» Stated exercise 1
Filter the records down to every line that contains the word "blue", matching case exactly, and copy those lines.

» Selected excerpt
================

Schrodinger's equation writes down how this amplitude evolves in time – from the electron gun to the screen. To this equation, you need to add the "Born" prescription – that you have to square the magnitude of the amplitude to get the probability density.

Feynman found a neat, equivalent interpretation of Schrodinger's equation – his method basically said – if you want to find the amplitude for the electron (say) at some point in the screen, just write down path-amplitudes for all the different ways the electron could get from the electron gun to the screen. Add these path-amplitudes and then call the net sum the "total" amplitude for the electron to be found at the particular spot on the screen. Square the magnitude of this "total" amplitude and you will get the probability density for the electron to be found at that spot (times the little volume around that spot will give you the probability to find the electron at that spot).

================

[Records for identifying positions]
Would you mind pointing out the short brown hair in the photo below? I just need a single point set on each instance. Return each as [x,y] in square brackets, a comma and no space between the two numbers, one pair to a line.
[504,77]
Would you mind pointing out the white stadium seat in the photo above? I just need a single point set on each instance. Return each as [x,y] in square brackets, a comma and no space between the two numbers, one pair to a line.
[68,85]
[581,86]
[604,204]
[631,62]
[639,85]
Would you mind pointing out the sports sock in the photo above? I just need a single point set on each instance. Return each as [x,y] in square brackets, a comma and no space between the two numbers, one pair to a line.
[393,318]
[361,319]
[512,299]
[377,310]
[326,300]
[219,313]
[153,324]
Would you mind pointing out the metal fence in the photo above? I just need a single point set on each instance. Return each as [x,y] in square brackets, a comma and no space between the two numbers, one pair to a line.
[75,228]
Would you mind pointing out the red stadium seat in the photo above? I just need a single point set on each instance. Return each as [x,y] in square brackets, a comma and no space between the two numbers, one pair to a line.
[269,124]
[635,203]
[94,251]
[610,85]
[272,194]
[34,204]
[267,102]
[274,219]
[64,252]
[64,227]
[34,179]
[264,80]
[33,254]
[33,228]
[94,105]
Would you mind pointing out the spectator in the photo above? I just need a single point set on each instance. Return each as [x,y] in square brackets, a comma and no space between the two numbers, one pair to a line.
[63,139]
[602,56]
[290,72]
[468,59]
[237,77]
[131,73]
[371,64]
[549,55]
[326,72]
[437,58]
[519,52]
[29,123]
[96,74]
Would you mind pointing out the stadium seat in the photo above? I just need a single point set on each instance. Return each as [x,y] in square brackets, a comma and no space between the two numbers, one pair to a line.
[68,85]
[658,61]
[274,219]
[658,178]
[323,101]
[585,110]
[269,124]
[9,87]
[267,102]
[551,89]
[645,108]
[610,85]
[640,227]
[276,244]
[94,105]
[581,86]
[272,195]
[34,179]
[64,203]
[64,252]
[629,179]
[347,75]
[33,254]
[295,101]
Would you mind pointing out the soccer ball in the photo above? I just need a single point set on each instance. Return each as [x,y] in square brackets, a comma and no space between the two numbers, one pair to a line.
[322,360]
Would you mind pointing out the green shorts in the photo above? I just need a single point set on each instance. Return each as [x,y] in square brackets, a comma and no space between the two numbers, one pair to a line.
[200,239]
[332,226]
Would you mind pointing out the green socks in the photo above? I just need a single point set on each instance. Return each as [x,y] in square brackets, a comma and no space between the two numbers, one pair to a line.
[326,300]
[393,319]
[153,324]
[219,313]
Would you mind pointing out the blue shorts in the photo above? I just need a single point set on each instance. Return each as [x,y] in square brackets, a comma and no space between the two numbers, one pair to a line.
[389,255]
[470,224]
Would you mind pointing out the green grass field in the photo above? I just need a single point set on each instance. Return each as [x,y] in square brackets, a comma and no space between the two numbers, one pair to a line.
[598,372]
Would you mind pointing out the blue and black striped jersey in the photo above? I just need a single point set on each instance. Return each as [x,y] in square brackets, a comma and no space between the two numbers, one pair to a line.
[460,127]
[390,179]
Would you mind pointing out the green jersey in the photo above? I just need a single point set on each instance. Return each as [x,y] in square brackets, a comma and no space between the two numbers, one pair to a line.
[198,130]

================

» Stated exercise 2
In the excerpt on Schrodinger's equation, what prescription must be added to that equation?

» Full solution 1
Would you mind pointing out the blue shorts in the photo above? I just need a single point set on each instance. Return each as [x,y] in square brackets, a comma and no space between the two numbers, one pair to a line.
Would you mind pointing out the blue and black striped jersey in the photo above? I just need a single point set on each instance. Return each as [x,y] in square brackets, a comma and no space between the two numbers, one pair to a line.

» Full solution 2
The "Born" prescription: you square the magnitude of the amplitude to get the probability density.